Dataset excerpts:
+++++

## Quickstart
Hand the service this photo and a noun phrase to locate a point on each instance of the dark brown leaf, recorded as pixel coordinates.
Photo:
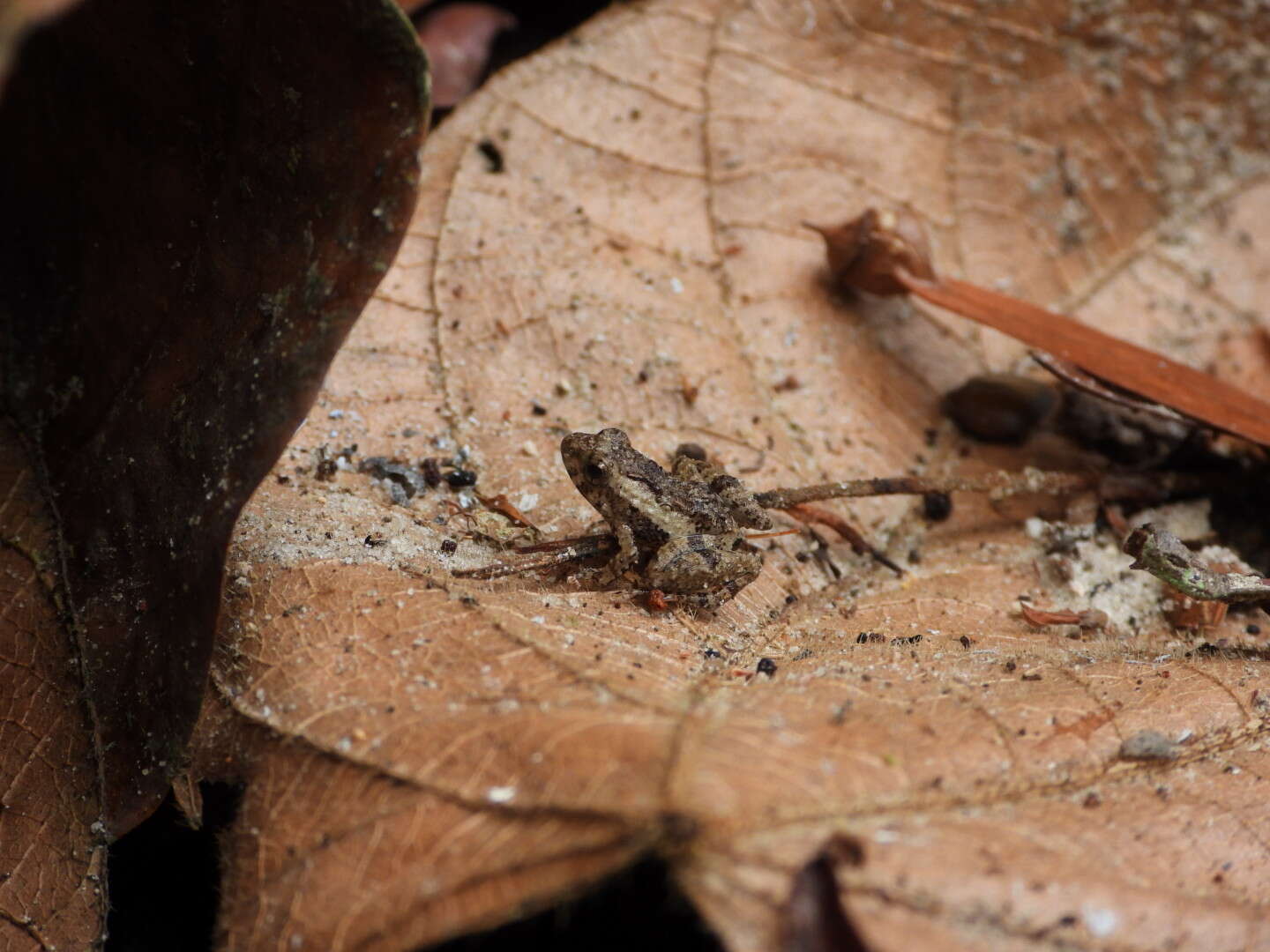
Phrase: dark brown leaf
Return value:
(201, 204)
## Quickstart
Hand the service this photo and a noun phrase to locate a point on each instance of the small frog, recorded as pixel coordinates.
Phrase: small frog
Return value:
(680, 532)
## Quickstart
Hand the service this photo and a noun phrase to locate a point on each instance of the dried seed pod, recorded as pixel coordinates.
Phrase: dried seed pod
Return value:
(1000, 407)
(866, 253)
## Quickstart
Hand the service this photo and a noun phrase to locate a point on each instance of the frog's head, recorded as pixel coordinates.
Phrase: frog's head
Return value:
(589, 458)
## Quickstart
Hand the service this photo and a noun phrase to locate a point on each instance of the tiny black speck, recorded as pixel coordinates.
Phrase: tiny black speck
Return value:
(937, 507)
(458, 479)
(493, 155)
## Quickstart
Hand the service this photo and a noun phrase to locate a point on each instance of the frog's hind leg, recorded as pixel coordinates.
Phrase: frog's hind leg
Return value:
(704, 570)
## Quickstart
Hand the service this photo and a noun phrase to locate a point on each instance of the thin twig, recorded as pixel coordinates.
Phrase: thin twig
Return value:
(1000, 484)
(1162, 554)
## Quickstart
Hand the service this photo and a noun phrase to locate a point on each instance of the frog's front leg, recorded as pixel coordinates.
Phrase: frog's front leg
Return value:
(704, 570)
(625, 557)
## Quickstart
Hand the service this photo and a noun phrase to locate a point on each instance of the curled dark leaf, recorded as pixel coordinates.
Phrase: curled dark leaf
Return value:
(195, 219)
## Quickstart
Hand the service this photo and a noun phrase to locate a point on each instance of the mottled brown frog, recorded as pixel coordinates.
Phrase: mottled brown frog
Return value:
(681, 532)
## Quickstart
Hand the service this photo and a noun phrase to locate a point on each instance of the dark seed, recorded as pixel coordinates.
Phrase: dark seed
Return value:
(458, 479)
(1000, 407)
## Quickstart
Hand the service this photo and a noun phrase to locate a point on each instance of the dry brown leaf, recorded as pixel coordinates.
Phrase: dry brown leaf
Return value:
(429, 755)
(52, 859)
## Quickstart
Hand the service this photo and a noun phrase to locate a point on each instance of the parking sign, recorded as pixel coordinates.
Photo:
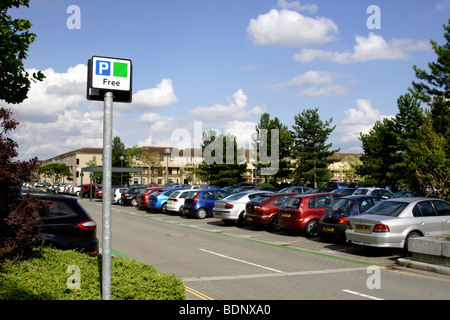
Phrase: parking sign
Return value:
(109, 74)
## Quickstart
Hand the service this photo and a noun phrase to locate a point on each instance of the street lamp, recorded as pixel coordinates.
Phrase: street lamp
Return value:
(167, 165)
(255, 138)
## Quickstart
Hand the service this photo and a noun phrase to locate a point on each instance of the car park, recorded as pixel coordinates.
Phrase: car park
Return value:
(66, 225)
(294, 189)
(302, 212)
(381, 192)
(200, 203)
(393, 222)
(175, 203)
(129, 197)
(262, 211)
(232, 208)
(333, 222)
(158, 201)
(143, 197)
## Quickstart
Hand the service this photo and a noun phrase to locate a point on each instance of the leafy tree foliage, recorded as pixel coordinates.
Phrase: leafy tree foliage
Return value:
(221, 164)
(310, 148)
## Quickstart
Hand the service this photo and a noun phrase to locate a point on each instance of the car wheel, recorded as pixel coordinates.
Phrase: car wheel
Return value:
(201, 213)
(273, 223)
(413, 234)
(311, 229)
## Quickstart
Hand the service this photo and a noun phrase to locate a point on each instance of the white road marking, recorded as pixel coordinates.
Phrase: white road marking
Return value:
(362, 295)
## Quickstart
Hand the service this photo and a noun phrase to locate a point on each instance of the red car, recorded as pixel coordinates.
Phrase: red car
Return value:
(302, 212)
(263, 210)
(142, 199)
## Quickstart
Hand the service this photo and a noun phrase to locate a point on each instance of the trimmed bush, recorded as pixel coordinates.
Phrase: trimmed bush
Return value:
(49, 275)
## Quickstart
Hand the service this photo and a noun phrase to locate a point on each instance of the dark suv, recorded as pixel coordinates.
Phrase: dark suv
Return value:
(66, 225)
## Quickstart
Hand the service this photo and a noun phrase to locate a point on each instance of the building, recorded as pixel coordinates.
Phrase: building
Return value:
(177, 166)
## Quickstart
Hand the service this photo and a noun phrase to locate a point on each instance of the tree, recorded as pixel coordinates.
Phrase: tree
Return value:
(310, 148)
(19, 222)
(221, 163)
(56, 172)
(426, 157)
(433, 87)
(14, 42)
(283, 143)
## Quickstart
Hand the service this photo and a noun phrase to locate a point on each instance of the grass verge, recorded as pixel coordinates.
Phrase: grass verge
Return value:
(69, 275)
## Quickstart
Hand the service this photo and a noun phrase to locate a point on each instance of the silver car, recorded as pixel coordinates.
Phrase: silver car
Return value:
(232, 208)
(393, 222)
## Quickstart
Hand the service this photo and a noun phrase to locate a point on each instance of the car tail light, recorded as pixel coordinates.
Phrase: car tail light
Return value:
(381, 228)
(196, 197)
(342, 220)
(87, 225)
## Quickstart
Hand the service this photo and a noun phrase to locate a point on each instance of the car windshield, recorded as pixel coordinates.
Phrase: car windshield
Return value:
(388, 208)
(292, 203)
(344, 205)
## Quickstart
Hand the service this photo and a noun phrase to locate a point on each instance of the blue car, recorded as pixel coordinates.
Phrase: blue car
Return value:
(333, 222)
(200, 203)
(158, 200)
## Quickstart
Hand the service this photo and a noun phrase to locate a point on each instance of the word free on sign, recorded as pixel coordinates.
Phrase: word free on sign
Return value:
(109, 74)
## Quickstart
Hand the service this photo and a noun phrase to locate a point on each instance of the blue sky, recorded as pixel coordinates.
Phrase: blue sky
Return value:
(200, 64)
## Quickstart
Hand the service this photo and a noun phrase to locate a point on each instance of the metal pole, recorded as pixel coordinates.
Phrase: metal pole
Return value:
(107, 176)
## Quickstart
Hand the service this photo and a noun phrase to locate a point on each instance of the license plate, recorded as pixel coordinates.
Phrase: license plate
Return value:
(361, 227)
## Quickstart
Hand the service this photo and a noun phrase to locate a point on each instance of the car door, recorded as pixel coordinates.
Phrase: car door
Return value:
(428, 220)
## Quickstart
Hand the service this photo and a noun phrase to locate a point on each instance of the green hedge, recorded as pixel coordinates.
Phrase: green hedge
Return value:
(49, 276)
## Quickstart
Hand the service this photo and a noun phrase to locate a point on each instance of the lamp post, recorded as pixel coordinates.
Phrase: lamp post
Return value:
(167, 165)
(255, 138)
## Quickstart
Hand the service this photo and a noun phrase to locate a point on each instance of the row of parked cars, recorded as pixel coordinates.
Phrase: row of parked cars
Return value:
(366, 216)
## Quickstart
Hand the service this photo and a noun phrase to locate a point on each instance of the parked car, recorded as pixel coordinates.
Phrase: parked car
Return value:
(143, 197)
(263, 210)
(200, 203)
(344, 191)
(158, 201)
(232, 208)
(302, 212)
(175, 203)
(334, 220)
(393, 222)
(117, 194)
(66, 225)
(129, 197)
(86, 190)
(294, 189)
(383, 193)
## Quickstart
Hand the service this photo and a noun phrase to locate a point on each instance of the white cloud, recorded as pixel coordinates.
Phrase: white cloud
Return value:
(354, 122)
(312, 8)
(290, 28)
(162, 95)
(374, 47)
(236, 109)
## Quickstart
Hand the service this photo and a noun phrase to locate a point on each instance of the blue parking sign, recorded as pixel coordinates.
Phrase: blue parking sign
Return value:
(103, 68)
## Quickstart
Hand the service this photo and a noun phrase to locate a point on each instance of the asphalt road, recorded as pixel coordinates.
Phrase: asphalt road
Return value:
(218, 262)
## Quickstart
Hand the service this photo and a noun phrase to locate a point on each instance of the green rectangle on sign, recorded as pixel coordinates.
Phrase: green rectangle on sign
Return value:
(120, 69)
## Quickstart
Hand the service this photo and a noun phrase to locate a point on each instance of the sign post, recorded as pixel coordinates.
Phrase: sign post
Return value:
(109, 79)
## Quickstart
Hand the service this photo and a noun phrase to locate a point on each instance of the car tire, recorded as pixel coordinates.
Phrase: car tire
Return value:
(413, 234)
(311, 229)
(273, 223)
(201, 213)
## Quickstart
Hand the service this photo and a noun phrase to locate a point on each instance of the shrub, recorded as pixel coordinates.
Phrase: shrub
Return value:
(46, 277)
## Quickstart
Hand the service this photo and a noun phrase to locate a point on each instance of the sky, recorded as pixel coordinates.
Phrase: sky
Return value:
(220, 64)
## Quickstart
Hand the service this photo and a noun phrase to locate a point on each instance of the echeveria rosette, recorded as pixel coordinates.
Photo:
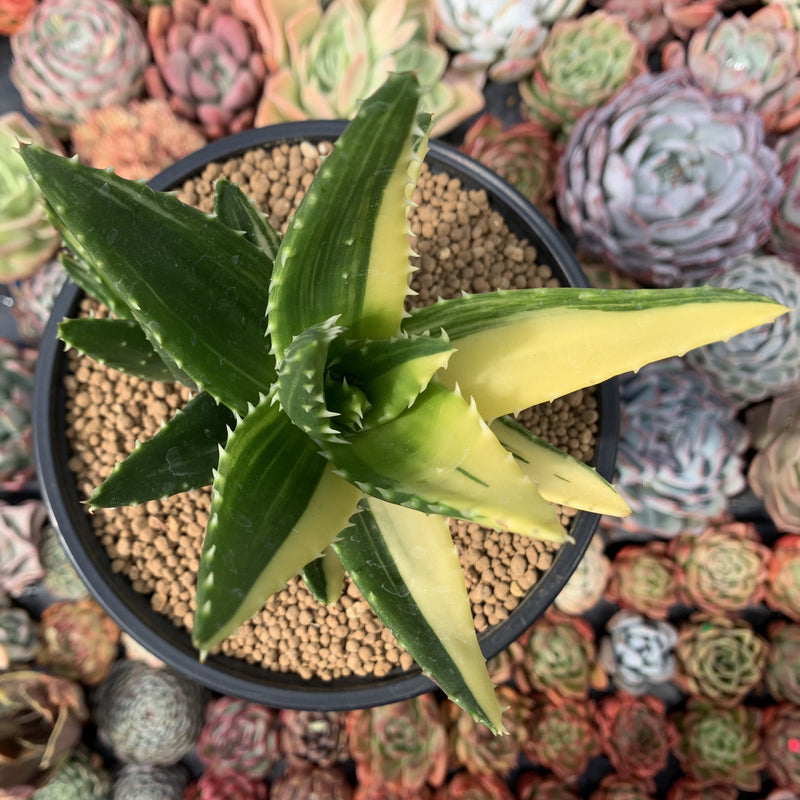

+++++

BRIEF: Lines holding the string "white" must be copied out of the entries above.

TASK SOLUTION:
Hand the service this photo and a noun phrase to locate a point on each instance of the white road marking, recorded as pixel coordinates.
Phrase: white road marking
Hand the service this photo and a noun phrase to locate a point on each instance of the white cloud, recorded as pixel coordinates.
Phrase: white cloud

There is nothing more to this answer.